━━ GIVEN DATA
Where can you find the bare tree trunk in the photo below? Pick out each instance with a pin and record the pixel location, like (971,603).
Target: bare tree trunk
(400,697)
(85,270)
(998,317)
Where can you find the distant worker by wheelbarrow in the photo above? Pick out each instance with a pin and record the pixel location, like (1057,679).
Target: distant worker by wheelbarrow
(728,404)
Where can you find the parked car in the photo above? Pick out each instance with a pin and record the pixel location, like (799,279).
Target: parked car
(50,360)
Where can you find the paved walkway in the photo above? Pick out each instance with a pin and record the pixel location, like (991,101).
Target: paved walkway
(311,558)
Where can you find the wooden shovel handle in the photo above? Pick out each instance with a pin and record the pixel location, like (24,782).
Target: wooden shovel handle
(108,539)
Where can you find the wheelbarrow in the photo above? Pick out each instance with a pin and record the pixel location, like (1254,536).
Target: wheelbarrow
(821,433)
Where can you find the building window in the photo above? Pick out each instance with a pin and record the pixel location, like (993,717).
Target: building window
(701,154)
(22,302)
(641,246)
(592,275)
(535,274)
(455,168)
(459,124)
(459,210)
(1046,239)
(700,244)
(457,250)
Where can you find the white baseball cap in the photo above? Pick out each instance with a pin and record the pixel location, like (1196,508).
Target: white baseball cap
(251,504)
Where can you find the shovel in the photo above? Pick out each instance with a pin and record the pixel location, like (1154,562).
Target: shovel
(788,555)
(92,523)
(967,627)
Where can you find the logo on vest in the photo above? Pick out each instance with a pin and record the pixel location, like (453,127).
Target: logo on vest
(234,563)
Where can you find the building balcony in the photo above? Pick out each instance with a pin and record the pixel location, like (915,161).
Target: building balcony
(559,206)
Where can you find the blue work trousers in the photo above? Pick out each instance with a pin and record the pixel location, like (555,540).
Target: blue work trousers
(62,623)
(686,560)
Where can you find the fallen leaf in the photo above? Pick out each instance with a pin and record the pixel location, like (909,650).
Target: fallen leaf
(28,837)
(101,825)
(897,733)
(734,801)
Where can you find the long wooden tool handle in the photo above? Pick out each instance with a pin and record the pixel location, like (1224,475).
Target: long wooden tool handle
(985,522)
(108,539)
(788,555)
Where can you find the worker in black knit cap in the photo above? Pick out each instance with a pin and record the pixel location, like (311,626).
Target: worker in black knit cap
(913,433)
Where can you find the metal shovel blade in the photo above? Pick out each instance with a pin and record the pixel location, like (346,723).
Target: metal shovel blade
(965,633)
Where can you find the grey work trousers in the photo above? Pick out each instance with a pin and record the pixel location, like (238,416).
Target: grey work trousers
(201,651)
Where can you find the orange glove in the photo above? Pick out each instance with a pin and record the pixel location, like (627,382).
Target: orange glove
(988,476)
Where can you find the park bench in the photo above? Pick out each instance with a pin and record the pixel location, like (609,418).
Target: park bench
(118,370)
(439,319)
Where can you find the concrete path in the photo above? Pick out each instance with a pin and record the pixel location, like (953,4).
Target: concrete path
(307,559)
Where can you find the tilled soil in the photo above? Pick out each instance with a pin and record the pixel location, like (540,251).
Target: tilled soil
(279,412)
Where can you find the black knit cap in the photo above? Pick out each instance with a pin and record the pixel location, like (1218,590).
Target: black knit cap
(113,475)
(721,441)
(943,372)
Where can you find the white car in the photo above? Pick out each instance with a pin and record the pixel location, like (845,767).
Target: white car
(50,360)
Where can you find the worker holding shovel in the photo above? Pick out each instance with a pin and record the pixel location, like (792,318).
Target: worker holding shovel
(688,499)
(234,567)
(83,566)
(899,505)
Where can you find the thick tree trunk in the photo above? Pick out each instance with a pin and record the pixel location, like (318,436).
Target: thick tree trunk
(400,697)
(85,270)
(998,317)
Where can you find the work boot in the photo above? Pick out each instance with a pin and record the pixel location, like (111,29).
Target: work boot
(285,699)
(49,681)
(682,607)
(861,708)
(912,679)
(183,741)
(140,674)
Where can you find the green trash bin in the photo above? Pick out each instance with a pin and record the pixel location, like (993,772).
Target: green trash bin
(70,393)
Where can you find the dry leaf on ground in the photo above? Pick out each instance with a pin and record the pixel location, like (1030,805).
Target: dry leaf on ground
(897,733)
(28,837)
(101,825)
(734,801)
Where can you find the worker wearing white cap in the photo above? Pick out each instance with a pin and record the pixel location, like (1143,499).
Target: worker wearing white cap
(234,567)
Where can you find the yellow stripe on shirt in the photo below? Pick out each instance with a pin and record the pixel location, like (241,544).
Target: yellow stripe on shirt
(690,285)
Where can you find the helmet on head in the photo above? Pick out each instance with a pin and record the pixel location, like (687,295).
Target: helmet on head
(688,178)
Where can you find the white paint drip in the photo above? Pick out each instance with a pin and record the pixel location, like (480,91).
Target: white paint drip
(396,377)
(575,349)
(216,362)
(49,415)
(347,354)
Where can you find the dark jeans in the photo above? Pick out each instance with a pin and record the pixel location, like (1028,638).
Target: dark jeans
━━━━
◆ WORK INSTRUCTION: When a line in the entries above holds the word "dark", add it to the count, then state only the count.

◆ EXERCISE RESULT: 2